====== Page text ======

Table 1 Photovoltaics parameters obtained for devices with binary and ternary system

From Table 1, the Voc and Jsc increased with increasing amount of CuO nanoparticles in the blend. The resultant increase in efficiency reverses with high concentration of CuO due to large scale aggregations of the CuO. The aggregates collapse the BHJ structure and remove the network for charge collection. As seen in Table 1, Rs increased from 9.1 to 16. 5 Ω-cm2 with increasing amount of CuO in the active layer. This increase in Rs reduced the FF of the devices resulted lower the PCE of 0.75:0.25:1.

====== Records shown ======

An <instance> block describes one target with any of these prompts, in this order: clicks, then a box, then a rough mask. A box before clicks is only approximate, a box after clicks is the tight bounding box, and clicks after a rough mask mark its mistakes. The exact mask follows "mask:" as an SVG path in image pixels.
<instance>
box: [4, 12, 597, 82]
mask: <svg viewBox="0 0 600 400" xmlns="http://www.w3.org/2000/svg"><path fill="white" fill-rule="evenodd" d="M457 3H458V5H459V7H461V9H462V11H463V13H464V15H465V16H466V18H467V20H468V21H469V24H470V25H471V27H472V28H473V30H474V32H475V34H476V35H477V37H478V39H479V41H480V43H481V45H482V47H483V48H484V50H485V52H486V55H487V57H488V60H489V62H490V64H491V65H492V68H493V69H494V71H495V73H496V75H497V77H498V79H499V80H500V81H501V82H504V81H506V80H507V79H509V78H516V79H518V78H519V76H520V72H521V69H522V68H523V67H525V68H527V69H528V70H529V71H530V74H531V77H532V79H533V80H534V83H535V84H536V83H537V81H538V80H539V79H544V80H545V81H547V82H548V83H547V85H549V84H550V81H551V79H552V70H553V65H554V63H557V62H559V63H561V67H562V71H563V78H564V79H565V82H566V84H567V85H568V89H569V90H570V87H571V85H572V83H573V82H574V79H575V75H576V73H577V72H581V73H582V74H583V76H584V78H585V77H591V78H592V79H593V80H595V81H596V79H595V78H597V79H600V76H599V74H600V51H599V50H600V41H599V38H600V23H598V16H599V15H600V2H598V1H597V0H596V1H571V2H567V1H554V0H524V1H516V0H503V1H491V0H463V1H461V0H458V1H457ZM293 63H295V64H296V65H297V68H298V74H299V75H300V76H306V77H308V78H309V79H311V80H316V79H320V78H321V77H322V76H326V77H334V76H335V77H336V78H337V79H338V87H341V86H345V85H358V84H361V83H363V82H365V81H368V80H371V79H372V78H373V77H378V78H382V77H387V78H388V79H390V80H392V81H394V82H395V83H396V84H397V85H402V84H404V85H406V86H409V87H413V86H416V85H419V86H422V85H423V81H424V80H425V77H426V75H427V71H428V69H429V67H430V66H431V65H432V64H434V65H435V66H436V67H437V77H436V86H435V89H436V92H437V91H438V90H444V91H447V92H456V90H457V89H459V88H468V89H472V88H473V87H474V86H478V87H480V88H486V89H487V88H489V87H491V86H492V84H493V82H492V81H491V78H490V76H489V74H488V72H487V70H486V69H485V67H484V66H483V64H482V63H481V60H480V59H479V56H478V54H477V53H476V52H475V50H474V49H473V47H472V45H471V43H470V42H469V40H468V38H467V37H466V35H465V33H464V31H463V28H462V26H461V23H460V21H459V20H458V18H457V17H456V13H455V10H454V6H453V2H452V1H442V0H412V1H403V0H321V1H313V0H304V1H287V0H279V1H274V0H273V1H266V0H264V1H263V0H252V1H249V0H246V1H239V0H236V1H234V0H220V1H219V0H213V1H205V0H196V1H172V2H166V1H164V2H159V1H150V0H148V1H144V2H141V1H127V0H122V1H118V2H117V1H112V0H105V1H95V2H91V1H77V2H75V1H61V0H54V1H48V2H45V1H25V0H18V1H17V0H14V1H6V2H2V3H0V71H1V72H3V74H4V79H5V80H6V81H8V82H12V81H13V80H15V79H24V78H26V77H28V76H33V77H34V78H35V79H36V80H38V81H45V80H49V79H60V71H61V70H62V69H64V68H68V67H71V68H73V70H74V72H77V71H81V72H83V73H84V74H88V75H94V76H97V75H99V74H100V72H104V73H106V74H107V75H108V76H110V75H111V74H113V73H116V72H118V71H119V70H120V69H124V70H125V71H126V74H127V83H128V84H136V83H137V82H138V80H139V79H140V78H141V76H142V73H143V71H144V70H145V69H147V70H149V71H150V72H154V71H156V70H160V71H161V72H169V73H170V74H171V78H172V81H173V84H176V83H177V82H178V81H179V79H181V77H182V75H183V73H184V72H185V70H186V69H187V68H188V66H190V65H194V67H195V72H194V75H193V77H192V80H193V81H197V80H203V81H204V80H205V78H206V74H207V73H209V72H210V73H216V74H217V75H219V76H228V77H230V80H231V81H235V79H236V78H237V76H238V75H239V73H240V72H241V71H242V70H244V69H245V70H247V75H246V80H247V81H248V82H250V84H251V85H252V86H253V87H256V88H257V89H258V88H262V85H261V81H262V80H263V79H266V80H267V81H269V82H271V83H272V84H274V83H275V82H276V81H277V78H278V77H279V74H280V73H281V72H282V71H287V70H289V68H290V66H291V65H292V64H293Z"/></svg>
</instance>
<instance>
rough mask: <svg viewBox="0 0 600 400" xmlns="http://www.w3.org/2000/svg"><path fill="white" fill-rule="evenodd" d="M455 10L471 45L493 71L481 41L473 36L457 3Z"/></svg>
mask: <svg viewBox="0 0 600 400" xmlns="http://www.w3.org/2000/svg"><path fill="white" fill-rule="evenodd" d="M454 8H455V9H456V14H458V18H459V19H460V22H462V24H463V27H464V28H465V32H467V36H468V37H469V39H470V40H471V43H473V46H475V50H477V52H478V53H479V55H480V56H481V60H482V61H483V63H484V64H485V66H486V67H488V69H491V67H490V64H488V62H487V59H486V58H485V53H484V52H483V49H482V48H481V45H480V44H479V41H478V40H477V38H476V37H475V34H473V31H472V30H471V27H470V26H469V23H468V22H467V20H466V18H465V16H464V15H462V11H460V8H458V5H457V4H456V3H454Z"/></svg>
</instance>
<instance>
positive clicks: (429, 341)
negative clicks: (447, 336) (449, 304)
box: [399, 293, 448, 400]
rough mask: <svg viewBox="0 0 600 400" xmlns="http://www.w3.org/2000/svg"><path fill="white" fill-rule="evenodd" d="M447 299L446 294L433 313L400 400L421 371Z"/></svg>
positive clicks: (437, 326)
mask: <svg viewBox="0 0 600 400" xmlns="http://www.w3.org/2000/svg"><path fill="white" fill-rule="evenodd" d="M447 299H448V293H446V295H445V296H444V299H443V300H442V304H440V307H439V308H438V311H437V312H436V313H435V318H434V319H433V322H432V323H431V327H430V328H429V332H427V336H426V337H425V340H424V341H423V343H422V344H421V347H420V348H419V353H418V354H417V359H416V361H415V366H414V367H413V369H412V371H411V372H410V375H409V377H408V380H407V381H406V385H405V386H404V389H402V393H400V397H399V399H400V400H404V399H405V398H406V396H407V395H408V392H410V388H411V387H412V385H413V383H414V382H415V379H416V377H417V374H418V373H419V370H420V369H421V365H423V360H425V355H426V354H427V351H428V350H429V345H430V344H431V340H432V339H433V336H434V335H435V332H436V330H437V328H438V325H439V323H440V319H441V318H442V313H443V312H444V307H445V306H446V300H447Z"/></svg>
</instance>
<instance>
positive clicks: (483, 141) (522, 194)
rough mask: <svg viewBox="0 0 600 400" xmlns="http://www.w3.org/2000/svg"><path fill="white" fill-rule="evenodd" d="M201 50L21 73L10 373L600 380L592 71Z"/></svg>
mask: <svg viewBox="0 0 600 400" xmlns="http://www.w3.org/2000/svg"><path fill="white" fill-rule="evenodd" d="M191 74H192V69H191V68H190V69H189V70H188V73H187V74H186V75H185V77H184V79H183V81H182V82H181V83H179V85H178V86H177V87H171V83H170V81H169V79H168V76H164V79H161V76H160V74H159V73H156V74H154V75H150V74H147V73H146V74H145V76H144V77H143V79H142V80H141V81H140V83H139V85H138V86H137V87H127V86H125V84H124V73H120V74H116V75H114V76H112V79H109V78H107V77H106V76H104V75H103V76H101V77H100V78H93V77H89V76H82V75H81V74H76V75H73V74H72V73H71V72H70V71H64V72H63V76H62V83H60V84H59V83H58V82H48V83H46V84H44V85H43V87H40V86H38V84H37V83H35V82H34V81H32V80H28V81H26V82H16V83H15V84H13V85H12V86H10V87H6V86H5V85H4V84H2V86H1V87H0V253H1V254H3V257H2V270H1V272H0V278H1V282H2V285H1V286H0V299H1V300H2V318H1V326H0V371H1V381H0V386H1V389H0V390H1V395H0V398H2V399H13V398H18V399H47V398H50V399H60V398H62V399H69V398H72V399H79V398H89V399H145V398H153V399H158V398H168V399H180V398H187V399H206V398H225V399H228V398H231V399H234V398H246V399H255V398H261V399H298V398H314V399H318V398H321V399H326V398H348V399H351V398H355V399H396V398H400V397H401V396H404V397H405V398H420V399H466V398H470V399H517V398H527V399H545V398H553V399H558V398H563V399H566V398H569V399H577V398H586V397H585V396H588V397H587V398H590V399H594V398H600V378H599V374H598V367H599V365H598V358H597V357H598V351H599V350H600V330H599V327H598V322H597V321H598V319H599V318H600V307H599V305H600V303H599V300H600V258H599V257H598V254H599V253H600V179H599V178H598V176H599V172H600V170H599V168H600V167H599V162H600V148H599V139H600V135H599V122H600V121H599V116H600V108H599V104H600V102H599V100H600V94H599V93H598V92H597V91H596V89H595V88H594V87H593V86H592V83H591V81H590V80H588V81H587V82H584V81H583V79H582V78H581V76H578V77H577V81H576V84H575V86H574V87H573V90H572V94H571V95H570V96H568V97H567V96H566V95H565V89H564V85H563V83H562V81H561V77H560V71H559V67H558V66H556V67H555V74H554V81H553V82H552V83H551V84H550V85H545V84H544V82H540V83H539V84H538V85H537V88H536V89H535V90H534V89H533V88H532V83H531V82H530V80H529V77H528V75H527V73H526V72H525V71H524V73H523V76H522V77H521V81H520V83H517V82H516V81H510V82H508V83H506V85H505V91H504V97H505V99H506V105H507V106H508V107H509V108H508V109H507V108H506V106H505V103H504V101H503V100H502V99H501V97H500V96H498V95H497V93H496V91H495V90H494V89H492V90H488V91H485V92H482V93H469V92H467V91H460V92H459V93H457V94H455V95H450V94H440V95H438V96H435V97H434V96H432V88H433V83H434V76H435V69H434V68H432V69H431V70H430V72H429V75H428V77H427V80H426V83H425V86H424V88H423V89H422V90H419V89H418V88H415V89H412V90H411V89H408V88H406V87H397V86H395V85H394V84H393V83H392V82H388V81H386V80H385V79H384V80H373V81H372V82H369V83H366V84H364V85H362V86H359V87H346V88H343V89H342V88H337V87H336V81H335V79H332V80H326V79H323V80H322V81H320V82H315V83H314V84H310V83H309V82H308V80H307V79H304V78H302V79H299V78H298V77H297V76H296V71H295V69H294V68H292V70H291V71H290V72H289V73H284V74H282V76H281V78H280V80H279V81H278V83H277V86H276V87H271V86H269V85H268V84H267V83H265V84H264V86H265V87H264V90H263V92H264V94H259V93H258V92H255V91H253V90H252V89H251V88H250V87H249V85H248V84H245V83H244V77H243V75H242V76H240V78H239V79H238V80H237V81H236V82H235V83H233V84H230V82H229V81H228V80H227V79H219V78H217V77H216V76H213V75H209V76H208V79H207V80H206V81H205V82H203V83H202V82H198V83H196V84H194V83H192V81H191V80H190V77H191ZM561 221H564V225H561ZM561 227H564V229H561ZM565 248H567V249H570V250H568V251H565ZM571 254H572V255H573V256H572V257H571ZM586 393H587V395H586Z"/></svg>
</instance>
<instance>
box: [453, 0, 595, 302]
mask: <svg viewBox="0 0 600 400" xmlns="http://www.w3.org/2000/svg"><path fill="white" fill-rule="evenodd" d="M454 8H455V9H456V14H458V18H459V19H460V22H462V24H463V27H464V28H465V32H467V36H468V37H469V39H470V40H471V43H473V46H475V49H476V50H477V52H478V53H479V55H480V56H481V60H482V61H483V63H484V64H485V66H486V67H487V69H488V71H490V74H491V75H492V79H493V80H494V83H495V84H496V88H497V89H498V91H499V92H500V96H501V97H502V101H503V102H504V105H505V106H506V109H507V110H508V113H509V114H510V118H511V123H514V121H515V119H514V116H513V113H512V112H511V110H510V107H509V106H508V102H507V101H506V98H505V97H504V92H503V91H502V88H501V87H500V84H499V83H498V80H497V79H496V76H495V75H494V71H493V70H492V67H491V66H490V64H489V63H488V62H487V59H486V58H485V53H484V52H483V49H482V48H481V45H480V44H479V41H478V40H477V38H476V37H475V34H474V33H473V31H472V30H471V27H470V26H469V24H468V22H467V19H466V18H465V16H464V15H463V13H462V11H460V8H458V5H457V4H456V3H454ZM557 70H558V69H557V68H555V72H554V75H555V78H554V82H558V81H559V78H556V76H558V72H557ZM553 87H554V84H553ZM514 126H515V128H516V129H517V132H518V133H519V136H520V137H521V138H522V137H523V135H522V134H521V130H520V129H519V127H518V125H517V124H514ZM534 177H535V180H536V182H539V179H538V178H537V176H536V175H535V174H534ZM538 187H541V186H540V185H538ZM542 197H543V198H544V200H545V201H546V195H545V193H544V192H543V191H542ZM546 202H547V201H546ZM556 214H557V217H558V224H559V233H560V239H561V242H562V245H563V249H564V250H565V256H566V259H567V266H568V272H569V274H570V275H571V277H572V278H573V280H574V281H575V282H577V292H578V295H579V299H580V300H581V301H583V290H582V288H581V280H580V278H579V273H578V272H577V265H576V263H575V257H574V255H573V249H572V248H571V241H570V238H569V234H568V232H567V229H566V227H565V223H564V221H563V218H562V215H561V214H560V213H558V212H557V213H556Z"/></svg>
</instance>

======

• _Exercise requirements_:
A - In the photovoltaics text, what causes the increase in efficiency to reverse at high CuO concentration?
B - Please change "CuO" to "ZnO" in everything from "Table 1 Photovoltaics parameters" down to "PCE of 0.75:0.25:1." in the photovoltaics text.

• _Answers below_:
A - Large scale aggregations of the CuO.

B -
Table 1 Photovoltaics parameters obtained for devices with binary and ternary system

From Table 1, the Voc and Jsc increased with increasing amount of ZnO nanoparticles in the blend. The resultant increase in efficiency reverses with high concentration of ZnO due to large scale aggregations of the ZnO. The aggregates collapse the BHJ structure and remove the network for charge collection. As seen in Table 1, Rs increased from 9.1 to 16. 5 Ω-cm2 with increasing amount of ZnO in the active layer. This increase in Rs reduced the FF of the devices resulted lower the PCE of 0.75:0.25:1.